Given instruction:
Could you echo back, word for word, the lines from the one containing "Would you mind pointing out the license" through the end of the items below?

Records for the task:
|---|
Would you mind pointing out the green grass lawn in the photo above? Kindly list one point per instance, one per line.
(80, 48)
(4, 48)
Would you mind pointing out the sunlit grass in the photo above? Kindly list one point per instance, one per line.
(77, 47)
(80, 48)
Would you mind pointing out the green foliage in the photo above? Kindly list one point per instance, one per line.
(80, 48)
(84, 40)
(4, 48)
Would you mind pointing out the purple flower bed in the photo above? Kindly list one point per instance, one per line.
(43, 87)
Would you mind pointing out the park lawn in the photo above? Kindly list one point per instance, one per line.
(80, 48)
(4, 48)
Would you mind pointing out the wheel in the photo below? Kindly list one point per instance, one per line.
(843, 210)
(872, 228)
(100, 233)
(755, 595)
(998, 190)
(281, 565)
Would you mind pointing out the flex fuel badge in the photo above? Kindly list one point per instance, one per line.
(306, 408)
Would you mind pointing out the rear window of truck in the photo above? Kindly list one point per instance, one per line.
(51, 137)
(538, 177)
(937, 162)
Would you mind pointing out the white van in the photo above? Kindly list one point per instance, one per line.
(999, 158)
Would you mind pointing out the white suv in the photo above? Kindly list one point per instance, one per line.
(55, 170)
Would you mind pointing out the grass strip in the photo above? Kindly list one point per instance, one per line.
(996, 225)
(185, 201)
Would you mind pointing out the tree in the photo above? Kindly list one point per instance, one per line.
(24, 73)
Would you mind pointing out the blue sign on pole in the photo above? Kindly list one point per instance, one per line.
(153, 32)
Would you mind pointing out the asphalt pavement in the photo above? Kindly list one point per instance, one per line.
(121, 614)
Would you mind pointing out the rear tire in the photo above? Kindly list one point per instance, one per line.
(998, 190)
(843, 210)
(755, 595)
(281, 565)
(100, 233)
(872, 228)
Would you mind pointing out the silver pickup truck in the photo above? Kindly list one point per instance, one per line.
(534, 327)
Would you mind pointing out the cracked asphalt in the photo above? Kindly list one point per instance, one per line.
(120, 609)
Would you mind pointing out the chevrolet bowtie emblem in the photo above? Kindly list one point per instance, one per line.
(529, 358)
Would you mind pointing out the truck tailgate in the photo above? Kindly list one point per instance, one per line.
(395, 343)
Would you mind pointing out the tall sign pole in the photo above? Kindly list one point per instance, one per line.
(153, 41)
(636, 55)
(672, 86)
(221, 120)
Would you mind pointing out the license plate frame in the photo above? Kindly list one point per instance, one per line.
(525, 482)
|---|
Task answer:
Would you mind pointing out the license plate frame in the photo above? Kindly list one point per instance, one per line.
(525, 482)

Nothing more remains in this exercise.